▶ **Work to complete**
Please scale the listing: begin at its first line and stop after the line containing "[[0,208],[301,208],[301,10],[0,0]]", with both ends included and nothing beyond. Repeat every line in that range, but multiply each coordinate under an "Outlines:" heading by 1.95, round to whole numbers with halves going up, and leave out the pictures.
○ ○ ○ ○ ○ ○ ○
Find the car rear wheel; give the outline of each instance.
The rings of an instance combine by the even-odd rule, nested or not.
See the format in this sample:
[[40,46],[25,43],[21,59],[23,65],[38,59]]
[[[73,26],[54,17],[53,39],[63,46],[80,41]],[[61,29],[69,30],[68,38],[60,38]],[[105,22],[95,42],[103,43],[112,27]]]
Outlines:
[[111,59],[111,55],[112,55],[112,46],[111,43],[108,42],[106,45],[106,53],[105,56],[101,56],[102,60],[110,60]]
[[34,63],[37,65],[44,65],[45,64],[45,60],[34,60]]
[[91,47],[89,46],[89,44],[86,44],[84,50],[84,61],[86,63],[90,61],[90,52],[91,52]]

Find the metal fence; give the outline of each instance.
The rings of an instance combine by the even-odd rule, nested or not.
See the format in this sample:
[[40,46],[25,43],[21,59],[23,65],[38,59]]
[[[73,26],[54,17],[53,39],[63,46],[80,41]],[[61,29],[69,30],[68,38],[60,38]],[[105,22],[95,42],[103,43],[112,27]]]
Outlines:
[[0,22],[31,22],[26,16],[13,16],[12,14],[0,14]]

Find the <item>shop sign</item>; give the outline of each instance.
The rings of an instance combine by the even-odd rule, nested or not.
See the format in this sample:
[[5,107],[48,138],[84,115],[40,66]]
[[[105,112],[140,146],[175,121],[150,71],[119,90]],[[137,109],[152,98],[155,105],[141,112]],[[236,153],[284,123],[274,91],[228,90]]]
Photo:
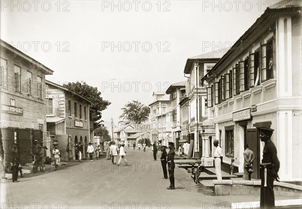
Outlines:
[[1,105],[1,112],[14,115],[23,115],[23,108],[5,105]]
[[74,126],[83,127],[83,122],[81,121],[77,121],[74,120]]
[[251,119],[251,108],[233,112],[233,121],[240,121],[241,120],[247,120]]

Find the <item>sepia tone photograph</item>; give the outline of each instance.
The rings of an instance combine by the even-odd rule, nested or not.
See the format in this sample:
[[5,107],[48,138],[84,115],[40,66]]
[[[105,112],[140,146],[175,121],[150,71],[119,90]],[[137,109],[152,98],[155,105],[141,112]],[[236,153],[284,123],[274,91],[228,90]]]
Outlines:
[[0,208],[301,208],[301,10],[0,0]]

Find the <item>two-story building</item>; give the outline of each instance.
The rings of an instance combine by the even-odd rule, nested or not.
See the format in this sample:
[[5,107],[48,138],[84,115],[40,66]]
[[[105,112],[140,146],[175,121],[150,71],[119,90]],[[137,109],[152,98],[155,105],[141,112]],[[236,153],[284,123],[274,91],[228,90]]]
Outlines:
[[[90,105],[91,102],[79,94],[59,85],[46,81],[46,121],[51,141],[59,141],[62,161],[75,160],[75,146],[81,142],[84,156],[88,157],[87,148],[90,135]],[[91,140],[91,137],[93,139]]]
[[44,85],[46,75],[53,71],[0,40],[1,132],[4,161],[11,160],[12,144],[18,144],[21,163],[32,161],[35,140],[46,142]]
[[168,146],[168,142],[172,141],[170,97],[170,95],[165,92],[153,93],[154,101],[149,105],[152,126],[150,140],[152,144],[161,141],[162,145]]
[[185,97],[186,81],[176,83],[171,85],[166,93],[170,95],[171,110],[170,112],[171,118],[172,142],[175,143],[175,147],[178,148],[179,140],[182,135],[180,105],[179,103]]
[[259,128],[274,129],[271,140],[283,180],[301,180],[301,3],[283,1],[268,8],[203,78],[208,82],[209,117],[223,161],[235,159],[243,172],[244,145],[256,159],[260,178],[264,144]]
[[[214,134],[210,123],[205,122],[207,119],[206,88],[201,83],[201,79],[226,52],[223,49],[202,54],[187,60],[184,74],[188,78],[187,92],[189,107],[189,118],[187,120],[190,134],[189,157],[204,157],[203,149],[211,145],[209,136]],[[209,131],[208,133],[205,132]],[[204,135],[203,137],[201,133]]]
○ ○ ○ ○ ○ ○ ○
▶ **Reply to the exercise**
Find the car rear wheel; give the outline of each instance.
The rings of an instance combine by the even-odd rule, nested or not.
See the format in this sample:
[[40,46],[25,43],[21,59],[23,65],[38,59]]
[[[73,26],[54,17],[53,39],[63,46],[80,41]],[[61,29],[69,30],[68,38],[60,38]],[[105,22],[95,42],[103,43],[112,27]]]
Outlines:
[[216,115],[216,107],[218,107],[218,90],[216,84],[211,82],[207,88],[207,103],[205,109],[197,109],[199,117],[215,117]]
[[66,123],[72,127],[86,127],[88,125],[88,117],[66,117]]
[[177,92],[174,90],[174,86],[168,86],[164,98],[164,119],[168,123],[176,119],[176,101],[177,101]]

Find the metal fence; give the outline of each instance.
The rings of an instance combine by the even-odd rule, nested or not.
See the format in this sample:
[[40,46],[25,43],[21,59],[23,65],[38,59]]
[[[73,26],[54,17],[53,39],[63,46],[80,41]],[[61,29],[69,30],[68,38],[60,38]],[[105,22],[95,42],[103,43],[112,27]]]
Outlines:
[[0,43],[60,43],[51,31],[25,31],[23,27],[0,27]]

Find the <item>shop sign</item>; give the outline of each instance.
The rings of an instance combine by the even-odd rule, nested or not.
See the format in this sample:
[[5,107],[48,138],[84,115],[40,66]]
[[[105,112],[140,146],[175,121],[150,71],[119,90]],[[137,109],[152,98],[155,105],[141,112]],[[236,153],[284,123],[274,91],[228,90]]]
Photo:
Outlines:
[[2,205],[2,218],[27,224],[45,224],[45,211],[10,205]]
[[144,246],[162,248],[162,238],[158,236],[150,236],[144,234]]
[[489,232],[489,211],[454,218],[454,236],[468,236],[470,234],[482,234]]

Find the <item>sepia tone photograph</item>; give the outline of each instance.
The rings of an instance combine by the even-odd rule, nested or not.
See the format in this sample:
[[5,107],[48,138],[84,115],[40,66]]
[[[105,112],[140,146],[175,121],[150,71],[119,90]],[[137,109],[152,98],[155,105],[141,112]],[[236,153],[284,123],[274,91],[228,90]]]
Outlines:
[[0,406],[587,406],[587,20],[0,0]]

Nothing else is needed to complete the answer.